● QUOTED TEXT

OCR input requirements

JWall · ‎07-29-2022

Hello,

I am attempting to create an AI to recognise custom document information, and I am coming into multiple problems with OCR correctly identifying text. I realise this is a known problem and is being countermeasured with constant updates to the OCR model as per power automate community forum post 'Problem with Model recognising Zero and letter O'

I noticed one of the input requirements for OCR is ~8pt font text in order to Read. When analising the document type I am using train the AI model, at standard size, the font is ~8pt

Now, I see where this could be a problem with a document that employs raster imaging, in which the number of pixels in an image is predetermined, and when you zoom in the document appears to have lower resolution. The document type that I am attempting to analyse however appears to be utilising vector imaging, in which shapes are determined by a set of geometrical equations and resolution scales up the more you zoom in

My question; does the imaging technique for a document have an effect in the ability of OCR to correctly identify text? This issue is not as prevalent with larger style letters within the same document (same imaging technique as smaller style letters)

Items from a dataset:
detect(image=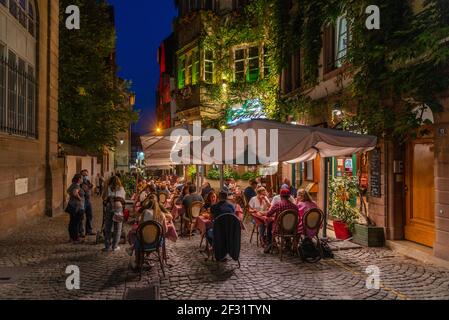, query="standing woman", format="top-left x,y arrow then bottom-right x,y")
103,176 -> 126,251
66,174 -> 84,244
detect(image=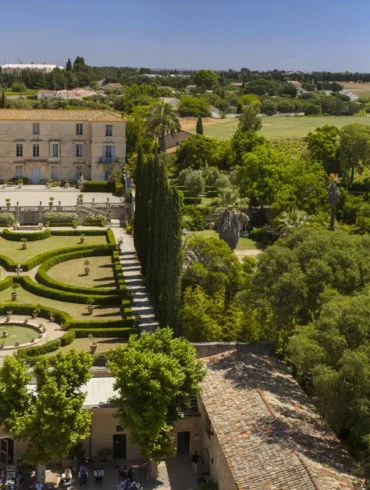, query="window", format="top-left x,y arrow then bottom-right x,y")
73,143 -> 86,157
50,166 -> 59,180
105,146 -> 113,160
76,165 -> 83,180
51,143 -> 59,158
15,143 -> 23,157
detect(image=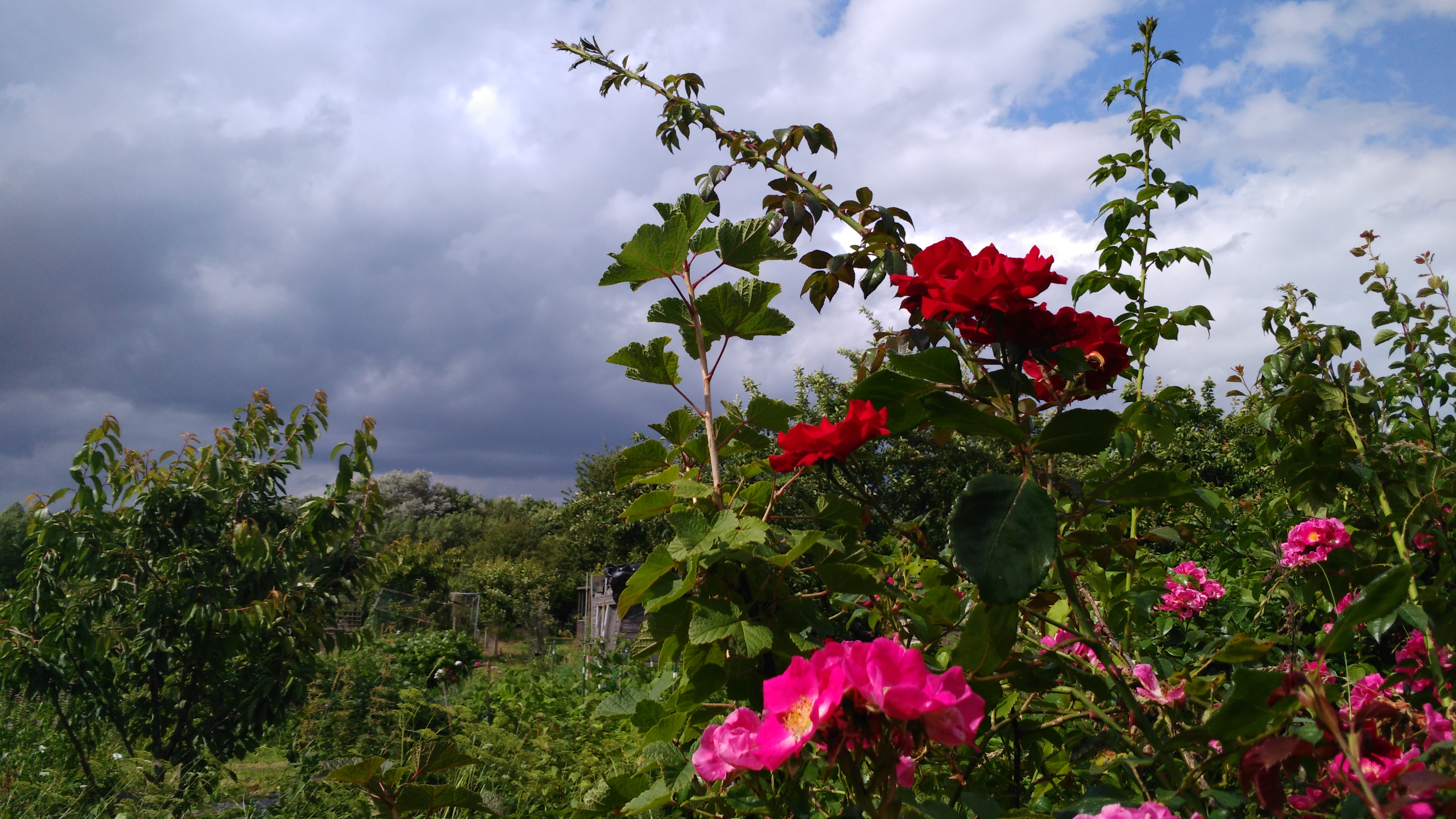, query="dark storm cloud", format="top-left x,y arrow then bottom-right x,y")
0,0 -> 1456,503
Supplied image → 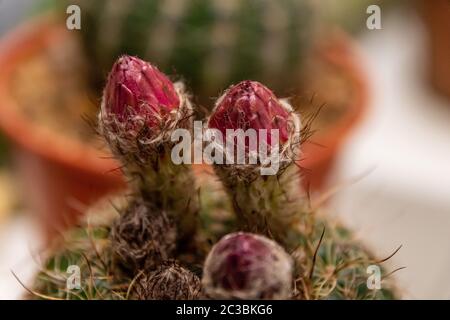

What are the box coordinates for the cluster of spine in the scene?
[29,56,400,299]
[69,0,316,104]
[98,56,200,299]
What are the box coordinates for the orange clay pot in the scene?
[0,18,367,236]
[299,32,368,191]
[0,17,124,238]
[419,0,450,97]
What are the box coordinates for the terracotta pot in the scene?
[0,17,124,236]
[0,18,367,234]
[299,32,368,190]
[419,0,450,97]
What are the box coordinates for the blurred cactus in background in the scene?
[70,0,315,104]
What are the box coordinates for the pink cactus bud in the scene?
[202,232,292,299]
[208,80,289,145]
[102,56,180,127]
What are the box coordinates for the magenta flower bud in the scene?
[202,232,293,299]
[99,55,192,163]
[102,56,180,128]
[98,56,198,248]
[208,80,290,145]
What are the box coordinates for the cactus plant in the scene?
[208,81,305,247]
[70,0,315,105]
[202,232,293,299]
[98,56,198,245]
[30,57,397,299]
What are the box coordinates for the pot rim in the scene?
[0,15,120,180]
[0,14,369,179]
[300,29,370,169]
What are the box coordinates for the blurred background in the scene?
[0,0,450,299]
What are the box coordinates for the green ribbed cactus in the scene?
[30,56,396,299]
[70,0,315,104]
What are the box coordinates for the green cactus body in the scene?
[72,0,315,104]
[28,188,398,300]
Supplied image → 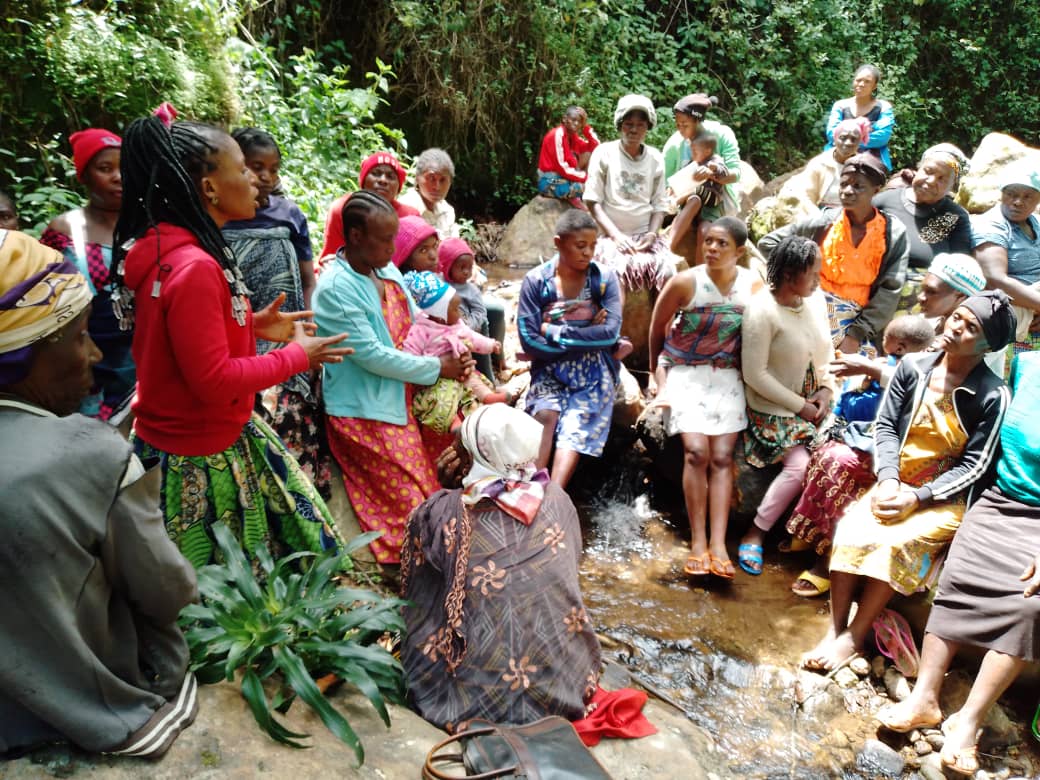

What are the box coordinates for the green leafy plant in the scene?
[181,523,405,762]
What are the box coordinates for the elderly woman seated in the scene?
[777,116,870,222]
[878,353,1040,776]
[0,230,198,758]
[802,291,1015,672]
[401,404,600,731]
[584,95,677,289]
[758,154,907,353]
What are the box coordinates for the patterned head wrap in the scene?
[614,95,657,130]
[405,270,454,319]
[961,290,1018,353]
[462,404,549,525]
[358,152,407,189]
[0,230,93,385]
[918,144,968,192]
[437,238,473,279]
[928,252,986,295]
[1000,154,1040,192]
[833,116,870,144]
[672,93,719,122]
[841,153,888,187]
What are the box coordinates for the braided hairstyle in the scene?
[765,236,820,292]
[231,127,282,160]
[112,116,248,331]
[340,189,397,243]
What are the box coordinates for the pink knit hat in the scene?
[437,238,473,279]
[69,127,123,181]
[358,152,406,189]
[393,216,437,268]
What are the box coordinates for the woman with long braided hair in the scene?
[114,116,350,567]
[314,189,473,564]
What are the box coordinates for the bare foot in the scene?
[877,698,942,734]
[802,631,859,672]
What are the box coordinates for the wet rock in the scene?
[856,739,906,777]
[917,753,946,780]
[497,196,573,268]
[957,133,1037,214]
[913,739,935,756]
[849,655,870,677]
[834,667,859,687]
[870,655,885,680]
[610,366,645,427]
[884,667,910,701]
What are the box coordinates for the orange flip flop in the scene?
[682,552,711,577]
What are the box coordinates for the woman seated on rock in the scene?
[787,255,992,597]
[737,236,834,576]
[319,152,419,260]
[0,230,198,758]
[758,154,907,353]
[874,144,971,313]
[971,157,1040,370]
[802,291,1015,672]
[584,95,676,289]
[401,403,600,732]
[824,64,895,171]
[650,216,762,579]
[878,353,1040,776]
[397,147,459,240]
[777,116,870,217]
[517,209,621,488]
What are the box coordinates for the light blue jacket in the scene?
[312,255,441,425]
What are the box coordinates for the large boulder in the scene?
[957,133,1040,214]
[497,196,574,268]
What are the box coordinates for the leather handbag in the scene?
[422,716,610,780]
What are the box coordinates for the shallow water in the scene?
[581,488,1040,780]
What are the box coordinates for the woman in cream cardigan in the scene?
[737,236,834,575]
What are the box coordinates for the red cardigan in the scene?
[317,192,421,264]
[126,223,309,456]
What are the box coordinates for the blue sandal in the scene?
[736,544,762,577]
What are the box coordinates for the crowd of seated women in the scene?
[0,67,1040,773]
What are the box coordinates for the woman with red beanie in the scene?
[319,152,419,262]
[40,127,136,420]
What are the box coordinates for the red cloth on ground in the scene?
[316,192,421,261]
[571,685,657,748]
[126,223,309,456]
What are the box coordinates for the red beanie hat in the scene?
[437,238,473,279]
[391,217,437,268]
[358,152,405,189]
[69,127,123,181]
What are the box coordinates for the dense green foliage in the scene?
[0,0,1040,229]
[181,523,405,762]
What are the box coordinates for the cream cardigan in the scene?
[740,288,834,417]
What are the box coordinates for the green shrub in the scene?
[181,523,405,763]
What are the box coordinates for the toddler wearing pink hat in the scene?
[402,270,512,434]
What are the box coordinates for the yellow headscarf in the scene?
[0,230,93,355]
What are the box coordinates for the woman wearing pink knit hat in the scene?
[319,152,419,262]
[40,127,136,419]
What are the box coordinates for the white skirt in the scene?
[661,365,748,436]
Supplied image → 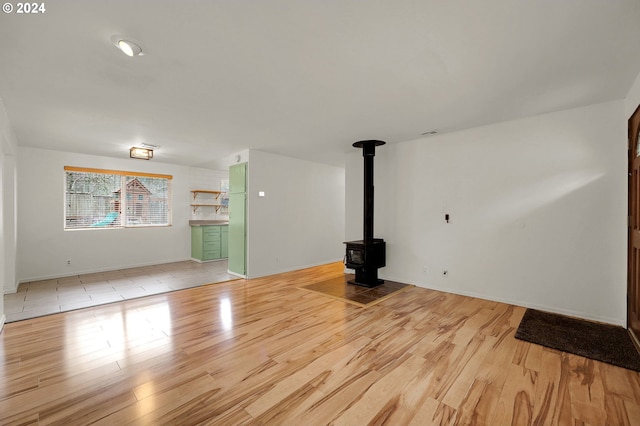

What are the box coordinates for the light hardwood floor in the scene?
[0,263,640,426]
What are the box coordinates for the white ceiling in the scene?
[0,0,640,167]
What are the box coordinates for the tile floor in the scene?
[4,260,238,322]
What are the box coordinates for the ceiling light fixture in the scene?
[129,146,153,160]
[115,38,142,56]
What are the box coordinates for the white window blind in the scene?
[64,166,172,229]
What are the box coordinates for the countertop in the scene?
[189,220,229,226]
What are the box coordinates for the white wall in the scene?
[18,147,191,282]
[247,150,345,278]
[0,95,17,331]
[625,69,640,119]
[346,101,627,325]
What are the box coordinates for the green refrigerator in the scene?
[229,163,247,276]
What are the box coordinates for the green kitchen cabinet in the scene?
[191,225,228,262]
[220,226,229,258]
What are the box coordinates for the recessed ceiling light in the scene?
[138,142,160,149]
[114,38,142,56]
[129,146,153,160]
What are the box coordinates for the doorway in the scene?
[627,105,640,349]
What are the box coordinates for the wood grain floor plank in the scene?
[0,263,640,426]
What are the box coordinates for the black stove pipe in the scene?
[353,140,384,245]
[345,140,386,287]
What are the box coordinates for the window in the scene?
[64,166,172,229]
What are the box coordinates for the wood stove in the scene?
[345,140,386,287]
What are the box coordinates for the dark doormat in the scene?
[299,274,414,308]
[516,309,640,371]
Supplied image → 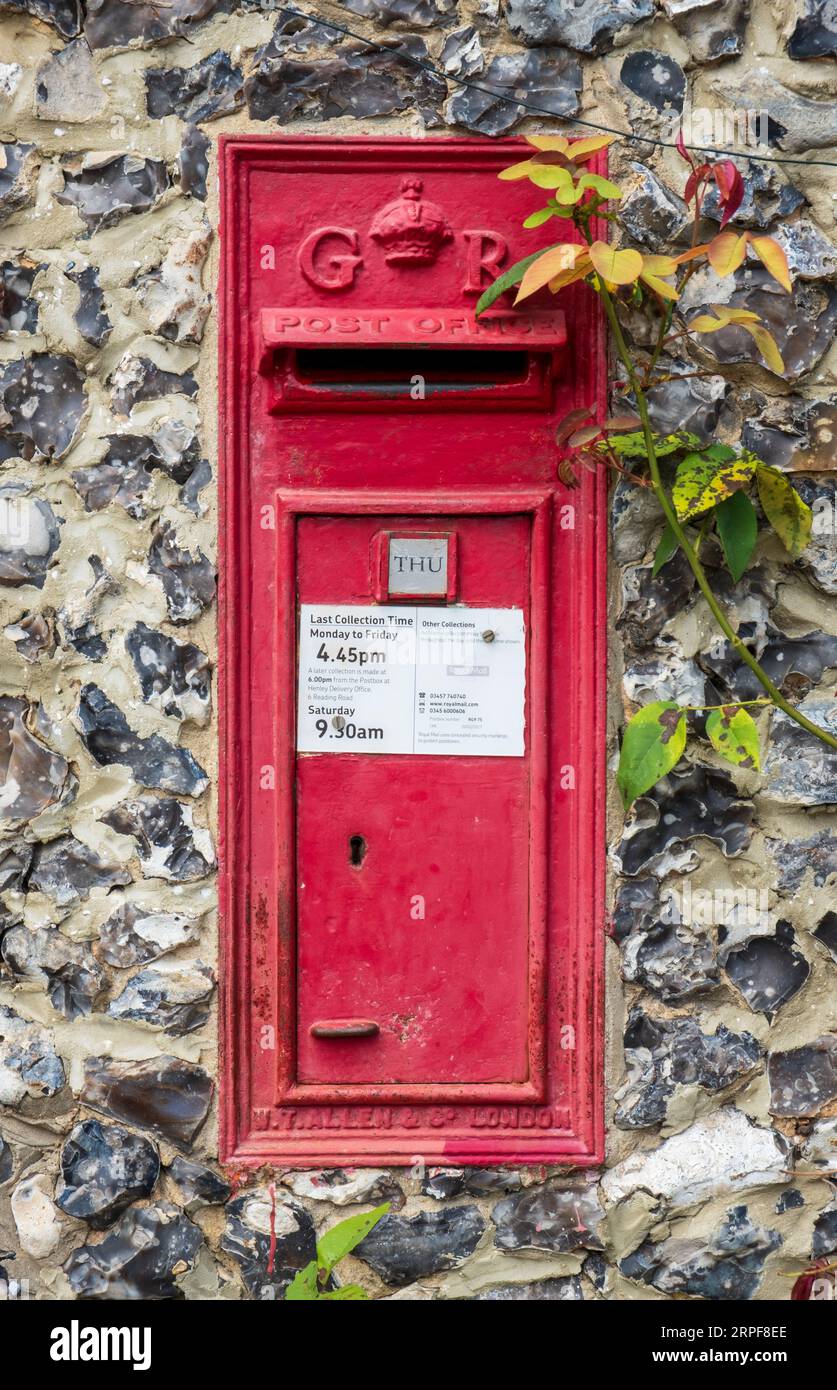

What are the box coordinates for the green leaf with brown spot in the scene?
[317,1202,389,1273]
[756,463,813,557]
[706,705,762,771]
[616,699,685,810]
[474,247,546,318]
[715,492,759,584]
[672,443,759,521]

● TASK TO CARRY OUT
Quote the forum post on OCR input requirements word for word, starting with "I noticed one" and going on through "smaller style letters)". The listing is not needed for anything here.

● WRITTEN SOLUTION
I noticed one of the input requirements for OCR is ~8pt font text in order to Read. When analising the document type I am using train the AI model, at standard size, the font is ~8pt

Now, I see where this could be a problem with a document that employs raster imaging, in which the number of pixels in an image is predetermined, and when you zoom in the document appears to have lower resolution. The document type that I am attempting to analyse however appears to be utilising vector imaging, in which shapes are determined by a set of geometrical equations and resolution scales up the more you zoom in

My question; does the imaging technique for a document have an effect in the ability of OCR to correctly identify text? This issue is not as prevalent with larger style letters within the same document (same imaging technique as smaller style letters)